The worms were expected to arrive either Wednesday or Thursday. As the weather has been cold, I was hoping against hope that I’d be home when the postman arrived so the poor things wouldn’t have to sit out in the cold. The last thing I wanted was a box of frozen little worm carcasses on my front porch.

On Wednesday, I heard the familiar starting and stopping of the postal truck and looked out of (okay, actually ran to) the front window. When the postman stopped the truck, got out of the seat and began to rummage in the backseat, I was practically hopping up and down. I opened the front door as he turned with a big brown box in hand and started up the drive. He saw me on the porch and smiled. “This says ‘Live Product’ here,” he said.

“It’s worms!” I replied. “For indoor composting.” He lifted his eyebrows in a most compassionate way – perhaps thinking of all the times I’ve walked down to get the mail from him in purple latex gloves and silly hat. “Ahhhh,” he said. “You have fun with that.”

While I was indeed simply dying to open that box, postmarked from Uncle Jim’s Worm Farm, at that moment, I had projects to finish. If I opened it, that would be the end of that, so the box was placed on the kitchen table (don’t tell Tony- he’d never eat from that table again). At 4:30, I could stand it no longer. Scissors cut through tape, out came cardboard spacers and there, atop more brown plastic trays, wrapped in newspapers, was a cloth bag, damp and slightly squirmy.

I tugged on the drawstring and looked in. Yep, worms. Red and wriggling, looking a little dry and pathetic. Kind of weird and kind of cool all at the same time. I felt committed to their well-being immediately.

I unpacked the Worm Factory. A few wild adventurers had crept out of the bag during transit; those were found randomly between box and tray, jerking and flailing in the now-bright light. I was reminded of Earthworm in “James and the Giant Peach” – anthropomorphosizing this soon is going to mean trouble. A welcome sheet recommended adding about a 1/2 cup of water into the cloth worm bag immediately as “the worms probably need a drink.” I gently poured that in and set the bag on one of the plastic trays.

[Dataset rows]
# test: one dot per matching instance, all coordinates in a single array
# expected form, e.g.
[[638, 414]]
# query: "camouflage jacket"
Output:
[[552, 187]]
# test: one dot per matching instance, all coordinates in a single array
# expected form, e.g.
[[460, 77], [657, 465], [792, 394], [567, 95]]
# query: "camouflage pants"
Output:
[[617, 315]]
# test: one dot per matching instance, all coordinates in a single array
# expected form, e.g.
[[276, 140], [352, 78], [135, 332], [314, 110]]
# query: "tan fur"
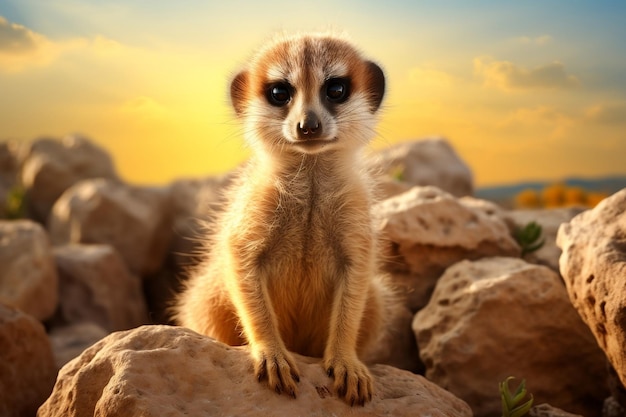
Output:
[[292, 264]]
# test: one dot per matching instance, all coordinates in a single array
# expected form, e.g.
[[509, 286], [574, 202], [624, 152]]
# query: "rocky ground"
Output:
[[87, 271]]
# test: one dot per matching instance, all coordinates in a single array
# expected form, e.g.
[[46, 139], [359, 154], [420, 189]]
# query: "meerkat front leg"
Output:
[[352, 379], [272, 361]]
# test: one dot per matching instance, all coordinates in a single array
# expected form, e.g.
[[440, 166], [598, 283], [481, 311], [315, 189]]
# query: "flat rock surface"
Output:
[[27, 368], [499, 317], [593, 265], [426, 230], [28, 274], [172, 371]]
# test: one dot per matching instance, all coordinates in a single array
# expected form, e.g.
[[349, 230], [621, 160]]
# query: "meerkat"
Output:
[[292, 264]]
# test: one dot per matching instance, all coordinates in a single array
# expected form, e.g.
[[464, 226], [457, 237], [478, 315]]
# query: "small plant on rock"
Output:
[[528, 237], [511, 406]]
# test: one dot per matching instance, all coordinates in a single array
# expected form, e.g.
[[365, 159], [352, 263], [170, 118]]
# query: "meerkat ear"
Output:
[[238, 88], [375, 82]]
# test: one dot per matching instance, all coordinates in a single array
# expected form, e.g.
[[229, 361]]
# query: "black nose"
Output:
[[310, 127]]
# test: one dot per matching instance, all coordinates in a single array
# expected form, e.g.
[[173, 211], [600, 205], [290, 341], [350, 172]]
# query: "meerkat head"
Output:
[[308, 94]]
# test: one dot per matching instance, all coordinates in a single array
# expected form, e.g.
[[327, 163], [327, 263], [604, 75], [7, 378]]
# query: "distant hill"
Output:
[[506, 193]]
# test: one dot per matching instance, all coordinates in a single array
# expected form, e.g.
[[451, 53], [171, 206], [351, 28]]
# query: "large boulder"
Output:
[[27, 368], [425, 230], [135, 221], [97, 287], [593, 265], [425, 162], [51, 166], [172, 371], [28, 275], [499, 317], [68, 342]]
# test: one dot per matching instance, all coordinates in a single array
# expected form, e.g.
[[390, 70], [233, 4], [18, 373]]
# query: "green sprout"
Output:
[[510, 407], [15, 203], [528, 237]]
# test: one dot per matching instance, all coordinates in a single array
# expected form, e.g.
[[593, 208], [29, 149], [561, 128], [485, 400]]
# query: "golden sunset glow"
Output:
[[521, 91]]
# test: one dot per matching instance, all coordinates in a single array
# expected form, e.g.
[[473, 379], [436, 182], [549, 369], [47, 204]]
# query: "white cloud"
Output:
[[22, 48], [507, 76], [539, 40], [607, 113]]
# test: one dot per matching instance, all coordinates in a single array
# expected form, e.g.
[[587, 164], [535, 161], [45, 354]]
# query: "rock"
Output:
[[425, 162], [399, 348], [172, 371], [593, 265], [96, 286], [70, 341], [546, 410], [550, 220], [387, 187], [135, 221], [499, 317], [28, 275], [27, 369], [51, 166], [612, 408], [426, 230]]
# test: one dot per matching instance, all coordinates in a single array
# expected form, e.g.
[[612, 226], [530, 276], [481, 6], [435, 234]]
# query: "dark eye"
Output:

- [Exercise tasks]
1. Count the lines in the dataset rows that contain the string "camouflage", treating case as significant, and reply with the number alone.
2. Write the next part of the worm composting account, picking up right after its last sentence.
The worm composting account and the dataset rows have no connection to each other.

- [Set of answers]
1. 2

2.
The assembly and farming instructions were printed on a slick white sheet in black ink and there were typos on the front that made me sigh in disappointment. The booklet told me I was a courageous, reliable, committed and intelligent individual, embarking on a quest both daring and challenging, sustaining the health of our beloved planet. Well, my goodness.

My sense of self-worth now happily inflated, I found all the parts as indicated, installed the faucet (to drain that worm pee, er, tea) in the collection bin and stacked all the other three trays, like dish pans with colanders in the bottoms, just as shown in the illustration. The lid fit snugly on the top tray.

And then things skidded to a halt. Included in the package were two Tyvek-like sheets – but nothing in the instructions explained what to do with them. The main illustration showed the two lower trays full of material: shredded paper, veggie peels and the like. But the instructions were incredibly vague, with sentences such as “Put the lid on the second trays.” Well, which one is the second tray? (the typos were making me nuts) Why were there “remaining unfilled trays” – plural – if you’re already using two of them? And citrus (orange peels) is a death knell for the worms? “Always feed worms from the top tray” made no sense as, in the illustration, the materials are clearly in the lower trays.

Since I am a fervent believer in the power of the 800 number, I dialed up Uncle Jim. And found out that the Worm Farm had closed just 15 minutes before. Internet searches revealed dozens of how-to videos to assemble the farm itself, but none of the getting-the-worms-situated-and-chewing information seemed to match Uncle Jim’s instructions.

Well, the worms were watered, squirming happily (or at least squirming) in a bag of damp peat. Could they last until Thursday morning? I thought yes. I packed the bag into one of the trays, stacked it all up and put it on the basement stairs landing and turned off the light.

There were no good night kisses and the kitchen table was scrubbed clean.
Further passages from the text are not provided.